**PAGE EXTRACT**
···

Joy 1990 – 2023

Joy Dalipe died on a Sunday in July from complications of childbirth. She was 33 years old. A few months earlier, Joy had given birth by C-section to premature twins. These two were her 5th and 6th children.

Her husband, Dennis, had been our ranch manager. We had set aside a space near our front gate and Dennis had built a house for his family there. The two eldest children learned to ride their bicycle on the level ground of our horse corral. Dennis and Joy often worked with a baby swaddled around their bodies. When the twins were born, Dennis resigned from his duties as ranch manager. The medical and child care responsibilities were too much for the couple to manage alone. They returned to the home of Pacita, Joy’s mother, about a kilometer away from our place. Dennis still made himself available to us for the occasional odd job, but the medical needs of Joy and the twins, plus his duties with his other children, as well as his own and Pacita’s farms occupied most of his time.

The twins have passed the window of danger common to premature infants. But Joy’s body never recovered. She continued to be in and out of the hospital. And then she died.

Many of us older expats enjoy living in the rural Philippines. To some degree it is because living here is much like stepping back into a simpler time. The prevalent use of draft animals, the large extended families, and the close knit rural communities all contribute to that. But then, some young person dies from a relic of the 19th century. Complications from childbirth.

···

Repeat the passage of the memorial piece from "Joy Dalipe died" up to and including "and 6th children.". You won't need the records that follow this memorial piece.

**DATA FOR ANALYSIS**

···

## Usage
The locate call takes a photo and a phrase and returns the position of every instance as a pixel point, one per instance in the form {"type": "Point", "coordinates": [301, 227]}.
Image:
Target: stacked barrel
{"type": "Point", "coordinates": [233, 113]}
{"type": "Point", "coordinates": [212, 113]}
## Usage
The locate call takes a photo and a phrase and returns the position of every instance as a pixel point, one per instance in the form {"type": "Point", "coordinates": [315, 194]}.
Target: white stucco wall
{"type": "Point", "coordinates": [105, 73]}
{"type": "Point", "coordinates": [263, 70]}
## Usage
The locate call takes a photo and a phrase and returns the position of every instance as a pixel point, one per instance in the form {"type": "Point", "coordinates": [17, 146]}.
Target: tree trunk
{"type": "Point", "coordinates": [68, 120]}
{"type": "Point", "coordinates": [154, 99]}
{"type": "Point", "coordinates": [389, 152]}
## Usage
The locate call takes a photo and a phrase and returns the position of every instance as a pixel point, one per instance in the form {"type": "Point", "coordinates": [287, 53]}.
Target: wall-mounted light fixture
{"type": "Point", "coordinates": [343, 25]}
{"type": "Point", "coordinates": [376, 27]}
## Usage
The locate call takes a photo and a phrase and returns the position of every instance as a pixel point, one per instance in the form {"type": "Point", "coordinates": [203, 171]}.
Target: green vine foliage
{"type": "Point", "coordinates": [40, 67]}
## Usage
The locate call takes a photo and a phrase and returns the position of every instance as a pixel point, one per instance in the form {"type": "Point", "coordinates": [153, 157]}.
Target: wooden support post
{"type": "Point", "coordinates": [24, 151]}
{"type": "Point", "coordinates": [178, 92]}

···

**TASK RESULT**
Joy Dalipe died on a Sunday in July from complications of childbirth. She was 33 years old. A few months earlier, Joy had given birth by C-section to premature twins. These two were her 5th and 6th children.